## Document passage
Perfect HASH functions.....

[Dave Jones]

>From article <1989Sep24.214153.8867 at rpi.edu>, by flynn at clotho.acm.rpi.edu (Kevin Lincoln Flynn):
> As long as people are talking hashing, can anyone think of a GOOD way to hash
> 16-bit numbers determined dynamically at runtime into a fast way to look them
> up?  Specifically, I'm talking about the attribute dictionary of an object in
> an OO system we're working on here -- the tags of attributes are 16-bit handles
> about which nothing is known at runtime.  Someone suggested closed hashing,
> with the number of buckets growing by roughly doubling primes....  ie start
> with two buckets, then 3, then 7, then 17, etc.....  any ideas out there?
> (oh yeah, the hash function as well as the strategy'd by nice.  [ :) ])
> 


Reluctant as I am to contribute to your delinquency by aiding and abetting
dynamic attribute binding, well okay. :-|

For a hash-function, it depends on the form of those 16-bit numbers.
If all the bits are more or less equally important, you may just want
to multiply by a peculiar number. Try 9821. Read Sedgewick's "Algorithms"
or something by Knuth on pseudo-random number generation. Do some experiments
to see what kind of collision rates you get with different numbers and
different table-sizes. Numbers that end with x21, where x is even may avoid
some problems. I don't pretend to understand this.

Now then. Concerning the strategy....

I have never been convinced that it is advantageous to use prime numbers
for sizing hash tables. Nobody has ever been able to do much more by way
of convincing than to wave books at me. But when you read those books, they
just say it's a Good Thing. No analysis of why it is a Good Thing. My
reasoning is that if the hash-function is good, then the algebraic properties
of the size of the table don't matter. Random squared is random. Or in this
case, pseudo-random squared is pseudo-random.

Why am I telling you all this?

Well, even on some modern machines, dividing is expensive. I just ran a
little test on my Sun 3/60 and it did 10,000,000 bitwise "&" operations
five and a half times as fast as it did the same number of divide
operations.

## List of tasks
**1.** Translate this sentence from the hashing post into Spanish: "My reasoning is that if the hash-function is good, then the algebraic properties of the size of the table don't matter."
**2.** In the hashing post, list the bucket counts in the quoted suggestion for growing a closed hash table by roughly doubling primes.
**3.** Continue the hashing post after its last sentence, keeping the author's voice and line of argument.

## Listed records
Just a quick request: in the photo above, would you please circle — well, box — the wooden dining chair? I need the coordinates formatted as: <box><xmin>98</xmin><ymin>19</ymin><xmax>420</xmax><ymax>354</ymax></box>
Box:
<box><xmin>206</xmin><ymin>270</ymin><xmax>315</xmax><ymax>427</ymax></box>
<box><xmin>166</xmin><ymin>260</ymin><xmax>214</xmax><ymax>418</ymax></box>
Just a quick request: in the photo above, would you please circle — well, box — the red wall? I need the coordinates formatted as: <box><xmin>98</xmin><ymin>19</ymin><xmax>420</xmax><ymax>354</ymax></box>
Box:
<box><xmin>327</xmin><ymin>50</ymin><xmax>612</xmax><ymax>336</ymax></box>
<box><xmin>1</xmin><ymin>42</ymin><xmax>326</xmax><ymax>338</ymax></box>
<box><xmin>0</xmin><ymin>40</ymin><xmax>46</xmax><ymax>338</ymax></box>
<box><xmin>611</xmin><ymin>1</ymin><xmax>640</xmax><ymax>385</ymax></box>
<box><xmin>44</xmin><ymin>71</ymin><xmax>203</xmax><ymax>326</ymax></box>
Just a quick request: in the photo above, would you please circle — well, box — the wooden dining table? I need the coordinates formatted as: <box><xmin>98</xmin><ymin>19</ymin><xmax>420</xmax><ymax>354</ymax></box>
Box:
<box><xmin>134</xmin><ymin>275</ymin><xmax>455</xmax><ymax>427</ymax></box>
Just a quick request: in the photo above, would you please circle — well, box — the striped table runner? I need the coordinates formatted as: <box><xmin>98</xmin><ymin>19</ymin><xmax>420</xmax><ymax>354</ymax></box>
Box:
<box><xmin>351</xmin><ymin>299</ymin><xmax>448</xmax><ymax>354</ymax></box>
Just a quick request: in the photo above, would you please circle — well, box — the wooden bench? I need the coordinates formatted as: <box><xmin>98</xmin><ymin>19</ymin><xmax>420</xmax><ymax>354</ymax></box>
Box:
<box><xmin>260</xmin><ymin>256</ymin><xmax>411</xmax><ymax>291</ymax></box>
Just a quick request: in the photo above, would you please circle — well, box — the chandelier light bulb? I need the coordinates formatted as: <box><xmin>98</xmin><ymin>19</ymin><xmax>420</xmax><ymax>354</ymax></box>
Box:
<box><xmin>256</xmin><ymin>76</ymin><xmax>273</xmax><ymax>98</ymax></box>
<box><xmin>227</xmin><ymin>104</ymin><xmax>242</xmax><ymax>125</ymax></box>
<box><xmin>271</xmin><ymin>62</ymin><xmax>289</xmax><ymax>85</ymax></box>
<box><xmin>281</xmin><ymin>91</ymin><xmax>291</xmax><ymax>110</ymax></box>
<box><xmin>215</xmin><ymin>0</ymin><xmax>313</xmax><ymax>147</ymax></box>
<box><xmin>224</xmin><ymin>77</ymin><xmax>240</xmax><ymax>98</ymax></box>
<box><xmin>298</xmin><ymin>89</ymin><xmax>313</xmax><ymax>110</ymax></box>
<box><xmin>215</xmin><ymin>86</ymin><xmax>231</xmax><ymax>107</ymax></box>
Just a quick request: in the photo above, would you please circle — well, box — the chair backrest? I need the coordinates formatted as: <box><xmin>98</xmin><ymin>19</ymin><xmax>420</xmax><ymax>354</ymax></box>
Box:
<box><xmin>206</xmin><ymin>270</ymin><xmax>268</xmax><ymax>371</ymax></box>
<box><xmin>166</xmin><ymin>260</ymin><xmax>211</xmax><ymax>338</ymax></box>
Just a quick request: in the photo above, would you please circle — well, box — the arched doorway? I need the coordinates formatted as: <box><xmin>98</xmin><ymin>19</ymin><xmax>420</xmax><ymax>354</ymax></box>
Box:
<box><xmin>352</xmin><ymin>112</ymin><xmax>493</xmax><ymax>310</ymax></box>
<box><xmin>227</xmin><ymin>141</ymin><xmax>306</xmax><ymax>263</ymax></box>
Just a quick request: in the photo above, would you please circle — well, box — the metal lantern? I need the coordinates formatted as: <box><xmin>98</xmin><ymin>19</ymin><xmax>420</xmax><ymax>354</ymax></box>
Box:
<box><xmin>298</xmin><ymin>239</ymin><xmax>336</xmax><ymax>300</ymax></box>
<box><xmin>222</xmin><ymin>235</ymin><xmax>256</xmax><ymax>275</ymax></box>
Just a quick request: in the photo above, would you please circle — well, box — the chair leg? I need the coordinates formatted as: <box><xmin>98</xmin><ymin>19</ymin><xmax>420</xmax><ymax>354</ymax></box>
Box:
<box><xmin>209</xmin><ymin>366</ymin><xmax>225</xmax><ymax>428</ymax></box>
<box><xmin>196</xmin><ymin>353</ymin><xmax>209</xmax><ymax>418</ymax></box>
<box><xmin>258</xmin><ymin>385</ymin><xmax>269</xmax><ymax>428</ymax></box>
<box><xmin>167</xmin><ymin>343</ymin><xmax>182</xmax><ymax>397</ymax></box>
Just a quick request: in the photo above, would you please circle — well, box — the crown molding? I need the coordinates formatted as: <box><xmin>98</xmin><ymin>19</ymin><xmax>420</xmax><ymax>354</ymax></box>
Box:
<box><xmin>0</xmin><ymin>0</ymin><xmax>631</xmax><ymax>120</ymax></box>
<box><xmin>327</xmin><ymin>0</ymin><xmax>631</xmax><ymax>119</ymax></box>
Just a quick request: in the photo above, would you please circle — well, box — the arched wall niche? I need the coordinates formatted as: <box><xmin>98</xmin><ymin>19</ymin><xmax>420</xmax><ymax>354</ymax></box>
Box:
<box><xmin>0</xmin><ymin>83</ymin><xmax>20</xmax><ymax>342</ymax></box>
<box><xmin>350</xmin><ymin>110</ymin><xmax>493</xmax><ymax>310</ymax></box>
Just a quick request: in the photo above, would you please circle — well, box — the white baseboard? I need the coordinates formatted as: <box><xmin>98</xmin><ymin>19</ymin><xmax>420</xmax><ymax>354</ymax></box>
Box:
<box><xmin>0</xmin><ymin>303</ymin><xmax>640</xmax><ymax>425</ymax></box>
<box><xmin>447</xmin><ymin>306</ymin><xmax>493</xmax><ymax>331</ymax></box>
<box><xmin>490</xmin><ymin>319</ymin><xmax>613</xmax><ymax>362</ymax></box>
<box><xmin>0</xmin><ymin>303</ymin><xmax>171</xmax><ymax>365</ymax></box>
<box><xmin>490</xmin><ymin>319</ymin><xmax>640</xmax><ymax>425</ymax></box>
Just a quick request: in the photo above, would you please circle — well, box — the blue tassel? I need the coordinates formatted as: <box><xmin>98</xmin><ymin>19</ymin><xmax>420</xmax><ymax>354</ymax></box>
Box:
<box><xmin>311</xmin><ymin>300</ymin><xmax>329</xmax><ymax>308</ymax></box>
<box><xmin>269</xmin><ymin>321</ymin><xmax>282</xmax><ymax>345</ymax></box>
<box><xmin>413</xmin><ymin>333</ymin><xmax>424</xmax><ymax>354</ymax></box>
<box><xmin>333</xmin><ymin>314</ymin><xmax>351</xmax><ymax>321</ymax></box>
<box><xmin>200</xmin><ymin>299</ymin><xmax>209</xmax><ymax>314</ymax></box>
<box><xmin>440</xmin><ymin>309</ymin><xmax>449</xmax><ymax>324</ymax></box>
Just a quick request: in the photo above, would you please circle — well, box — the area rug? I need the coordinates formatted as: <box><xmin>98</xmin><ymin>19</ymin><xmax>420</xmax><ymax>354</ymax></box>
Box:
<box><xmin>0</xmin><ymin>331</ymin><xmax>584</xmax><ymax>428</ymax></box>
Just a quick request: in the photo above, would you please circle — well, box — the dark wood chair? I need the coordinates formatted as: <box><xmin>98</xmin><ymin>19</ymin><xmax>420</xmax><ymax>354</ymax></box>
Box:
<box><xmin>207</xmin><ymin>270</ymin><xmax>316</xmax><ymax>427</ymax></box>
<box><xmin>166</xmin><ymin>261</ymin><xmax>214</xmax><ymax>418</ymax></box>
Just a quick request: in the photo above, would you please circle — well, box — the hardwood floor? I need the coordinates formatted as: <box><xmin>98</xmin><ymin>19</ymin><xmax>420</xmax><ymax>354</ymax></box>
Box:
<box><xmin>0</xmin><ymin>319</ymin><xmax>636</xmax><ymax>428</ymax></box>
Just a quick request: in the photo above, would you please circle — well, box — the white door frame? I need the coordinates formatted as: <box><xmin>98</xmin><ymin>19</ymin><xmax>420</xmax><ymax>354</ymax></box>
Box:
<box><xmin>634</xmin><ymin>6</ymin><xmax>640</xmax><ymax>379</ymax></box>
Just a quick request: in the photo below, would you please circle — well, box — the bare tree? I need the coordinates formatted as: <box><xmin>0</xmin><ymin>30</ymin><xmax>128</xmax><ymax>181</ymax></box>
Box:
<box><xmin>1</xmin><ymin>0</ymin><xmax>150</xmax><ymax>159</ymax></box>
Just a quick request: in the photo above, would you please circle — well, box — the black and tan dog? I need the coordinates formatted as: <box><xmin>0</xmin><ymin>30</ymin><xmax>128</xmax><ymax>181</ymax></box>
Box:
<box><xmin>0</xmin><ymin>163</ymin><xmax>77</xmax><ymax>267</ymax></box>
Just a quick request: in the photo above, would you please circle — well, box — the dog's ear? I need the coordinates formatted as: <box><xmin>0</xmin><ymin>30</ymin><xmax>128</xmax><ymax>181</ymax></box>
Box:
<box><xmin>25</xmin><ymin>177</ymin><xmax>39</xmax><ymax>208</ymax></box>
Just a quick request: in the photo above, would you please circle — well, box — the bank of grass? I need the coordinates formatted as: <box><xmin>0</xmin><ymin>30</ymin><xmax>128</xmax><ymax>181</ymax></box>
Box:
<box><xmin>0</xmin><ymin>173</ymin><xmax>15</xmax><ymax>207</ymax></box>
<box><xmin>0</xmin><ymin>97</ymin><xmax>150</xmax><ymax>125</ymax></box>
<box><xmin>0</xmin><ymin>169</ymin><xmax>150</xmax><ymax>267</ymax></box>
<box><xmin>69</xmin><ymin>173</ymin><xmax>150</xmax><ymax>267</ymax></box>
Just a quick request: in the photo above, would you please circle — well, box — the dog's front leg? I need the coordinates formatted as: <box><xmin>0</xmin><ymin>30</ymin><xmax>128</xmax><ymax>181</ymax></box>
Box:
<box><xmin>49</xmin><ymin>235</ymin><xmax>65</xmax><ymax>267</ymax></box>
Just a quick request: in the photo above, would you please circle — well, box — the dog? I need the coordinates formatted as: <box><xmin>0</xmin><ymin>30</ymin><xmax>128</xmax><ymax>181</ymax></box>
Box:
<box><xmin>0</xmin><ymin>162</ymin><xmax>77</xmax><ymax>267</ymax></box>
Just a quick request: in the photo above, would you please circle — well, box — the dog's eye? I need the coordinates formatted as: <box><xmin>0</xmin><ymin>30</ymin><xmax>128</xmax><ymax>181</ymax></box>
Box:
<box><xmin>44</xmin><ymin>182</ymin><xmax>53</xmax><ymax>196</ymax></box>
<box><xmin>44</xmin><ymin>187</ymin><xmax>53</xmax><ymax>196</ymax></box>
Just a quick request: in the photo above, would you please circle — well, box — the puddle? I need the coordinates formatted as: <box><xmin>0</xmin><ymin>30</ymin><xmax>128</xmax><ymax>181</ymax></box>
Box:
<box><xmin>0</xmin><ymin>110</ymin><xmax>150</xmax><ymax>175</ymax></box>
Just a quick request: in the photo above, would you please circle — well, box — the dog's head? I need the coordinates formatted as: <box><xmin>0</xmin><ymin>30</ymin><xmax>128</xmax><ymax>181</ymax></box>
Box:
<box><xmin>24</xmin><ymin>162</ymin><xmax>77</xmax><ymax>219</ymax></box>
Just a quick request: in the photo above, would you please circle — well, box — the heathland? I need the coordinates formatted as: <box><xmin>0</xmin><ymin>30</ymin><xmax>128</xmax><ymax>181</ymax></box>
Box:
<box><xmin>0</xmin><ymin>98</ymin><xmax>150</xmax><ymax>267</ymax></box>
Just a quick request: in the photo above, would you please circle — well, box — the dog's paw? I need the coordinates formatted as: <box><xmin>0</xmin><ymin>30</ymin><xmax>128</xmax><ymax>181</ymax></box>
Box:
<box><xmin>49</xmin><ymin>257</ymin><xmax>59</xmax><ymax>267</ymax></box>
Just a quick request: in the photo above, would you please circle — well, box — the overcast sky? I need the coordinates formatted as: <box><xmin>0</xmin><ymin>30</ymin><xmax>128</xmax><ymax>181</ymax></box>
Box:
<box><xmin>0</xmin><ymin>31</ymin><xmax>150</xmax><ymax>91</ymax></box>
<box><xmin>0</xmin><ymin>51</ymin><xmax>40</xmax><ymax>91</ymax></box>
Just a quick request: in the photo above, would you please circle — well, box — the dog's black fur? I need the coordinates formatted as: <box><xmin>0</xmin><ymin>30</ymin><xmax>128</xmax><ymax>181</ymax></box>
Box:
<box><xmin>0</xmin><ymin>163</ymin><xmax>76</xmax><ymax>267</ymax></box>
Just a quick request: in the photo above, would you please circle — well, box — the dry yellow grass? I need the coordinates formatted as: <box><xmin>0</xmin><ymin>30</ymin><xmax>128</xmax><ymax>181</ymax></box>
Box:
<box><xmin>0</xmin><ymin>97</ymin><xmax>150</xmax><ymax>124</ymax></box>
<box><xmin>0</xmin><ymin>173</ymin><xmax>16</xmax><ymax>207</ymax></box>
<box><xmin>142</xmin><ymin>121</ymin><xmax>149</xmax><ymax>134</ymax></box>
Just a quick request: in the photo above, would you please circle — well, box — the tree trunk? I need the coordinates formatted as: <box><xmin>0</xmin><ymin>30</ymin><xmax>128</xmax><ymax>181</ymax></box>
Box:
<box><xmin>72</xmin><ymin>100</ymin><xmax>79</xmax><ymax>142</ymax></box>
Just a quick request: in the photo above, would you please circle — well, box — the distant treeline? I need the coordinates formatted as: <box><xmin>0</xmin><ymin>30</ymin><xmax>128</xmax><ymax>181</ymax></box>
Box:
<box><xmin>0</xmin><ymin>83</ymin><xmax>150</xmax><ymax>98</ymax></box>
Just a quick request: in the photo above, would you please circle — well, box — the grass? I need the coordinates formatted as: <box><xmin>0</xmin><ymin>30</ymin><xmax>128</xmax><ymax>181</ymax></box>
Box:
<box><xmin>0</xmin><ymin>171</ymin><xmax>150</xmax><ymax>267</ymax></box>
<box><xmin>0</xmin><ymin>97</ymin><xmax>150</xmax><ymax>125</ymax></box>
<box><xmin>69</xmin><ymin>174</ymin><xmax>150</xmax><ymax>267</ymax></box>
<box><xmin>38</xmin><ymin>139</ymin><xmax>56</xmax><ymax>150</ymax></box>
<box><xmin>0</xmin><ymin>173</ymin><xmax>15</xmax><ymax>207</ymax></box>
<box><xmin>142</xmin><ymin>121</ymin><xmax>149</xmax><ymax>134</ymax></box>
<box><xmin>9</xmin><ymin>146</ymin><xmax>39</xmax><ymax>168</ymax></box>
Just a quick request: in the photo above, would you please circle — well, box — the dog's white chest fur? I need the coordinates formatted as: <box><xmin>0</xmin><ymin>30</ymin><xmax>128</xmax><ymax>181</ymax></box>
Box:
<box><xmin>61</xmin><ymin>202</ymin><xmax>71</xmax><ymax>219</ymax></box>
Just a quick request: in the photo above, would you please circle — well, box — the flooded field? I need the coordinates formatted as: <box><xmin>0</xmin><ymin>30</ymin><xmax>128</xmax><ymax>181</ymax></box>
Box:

## Outputs by task
**1.** Mi razonamiento es que, si la función hash es buena, entonces las propiedades algebraicas del tamaño de la tabla no importan.

**2.** 2, 3, 7, 17

**3.**
I have one hash-table package that I use almost exclusively
and it seems to give very good results. It keeps tables that are
powers of two. Therefore to mod out the size of the table, it masks the
hash-value with one & operation. I keep the table strictly less than
half full, in order to keep the number of collisions low.

The less-than-half-full property allows me to use a rather peculiar
rehashing scheme that I dreamed up. It is based on a very remarkable
property that I discovered, I don't know how. Too much coffee, probably.
The property is that if M is a power of two, then the sequence

               S(0) = 0
               S(n+1) = ((S(n)+1)*3) % M

repeats after exactly M/2 steps. Since the "% M" can be done with
an & operation, and the "*3" can be done with a shift and add, this
is a fast rehash to calculate. And the algorithm does not have to check to
see if it has cycled, because by keeping the table half full, we have
guaranteed that the this sequence will have an empty slot in it.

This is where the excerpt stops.